━━━ Data for this task ━━━

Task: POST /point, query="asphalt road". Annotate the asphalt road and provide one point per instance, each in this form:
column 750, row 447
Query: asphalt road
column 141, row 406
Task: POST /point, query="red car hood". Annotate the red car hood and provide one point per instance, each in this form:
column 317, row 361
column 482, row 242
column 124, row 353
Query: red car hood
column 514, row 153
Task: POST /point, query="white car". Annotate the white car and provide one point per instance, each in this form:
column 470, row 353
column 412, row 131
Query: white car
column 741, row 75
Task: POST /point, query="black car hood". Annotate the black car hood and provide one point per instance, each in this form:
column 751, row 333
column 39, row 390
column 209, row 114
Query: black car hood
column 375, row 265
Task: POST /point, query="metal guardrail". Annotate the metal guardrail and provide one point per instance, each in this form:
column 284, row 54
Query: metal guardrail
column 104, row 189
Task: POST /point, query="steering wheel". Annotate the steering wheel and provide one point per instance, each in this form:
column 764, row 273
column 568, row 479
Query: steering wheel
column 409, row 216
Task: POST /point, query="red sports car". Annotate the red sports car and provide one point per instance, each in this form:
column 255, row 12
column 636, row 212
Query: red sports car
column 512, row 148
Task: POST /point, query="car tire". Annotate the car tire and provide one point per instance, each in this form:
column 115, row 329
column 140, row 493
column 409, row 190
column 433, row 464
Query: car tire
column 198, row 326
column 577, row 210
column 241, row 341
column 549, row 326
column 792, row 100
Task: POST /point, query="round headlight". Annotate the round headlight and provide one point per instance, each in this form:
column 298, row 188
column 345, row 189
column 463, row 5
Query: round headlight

━━━

- What is asked
Print the records once more, exactly as they were given.

- Answer in full
Task: POST /point, query="asphalt road". Annotate the asphalt road and provide one point per instance, each in this form:
column 750, row 447
Query: asphalt road
column 141, row 406
Task: POST /point, query="red car hood". Annotate the red car hood and provide one point per instance, each in this form:
column 317, row 361
column 482, row 242
column 124, row 353
Query: red car hood
column 514, row 153
Task: POST /point, query="white car". Annotate the white car and provide one point per instance, each in this form:
column 470, row 353
column 412, row 131
Query: white car
column 741, row 75
Task: POST /point, query="black car hood". Annotate the black car hood and provide one point per instance, each in this form:
column 751, row 333
column 39, row 390
column 209, row 114
Query: black car hood
column 375, row 265
Task: POST /point, query="metal guardrail". Annotate the metal guardrail and provide one point per instance, each in this form:
column 284, row 54
Query: metal guardrail
column 104, row 189
Task: POST /point, query="steering wheel". Annotate the steering wheel and provide one point per instance, each in this form:
column 764, row 273
column 568, row 479
Query: steering wheel
column 409, row 216
Task: POST /point, query="red sports car". Annotate the red sports car and provide one point per instance, each in this form:
column 255, row 12
column 636, row 212
Query: red sports car
column 512, row 148
Task: POST /point, query="car tire". Annotate the car tire and provide one point per instance, each in this form:
column 115, row 329
column 140, row 493
column 409, row 190
column 433, row 464
Query: car tire
column 198, row 326
column 577, row 210
column 241, row 341
column 549, row 326
column 792, row 100
Task: POST /point, query="round headlight". Annotate the round headlight and provide one point per instance, each in this form:
column 298, row 188
column 345, row 189
column 463, row 5
Query: round headlight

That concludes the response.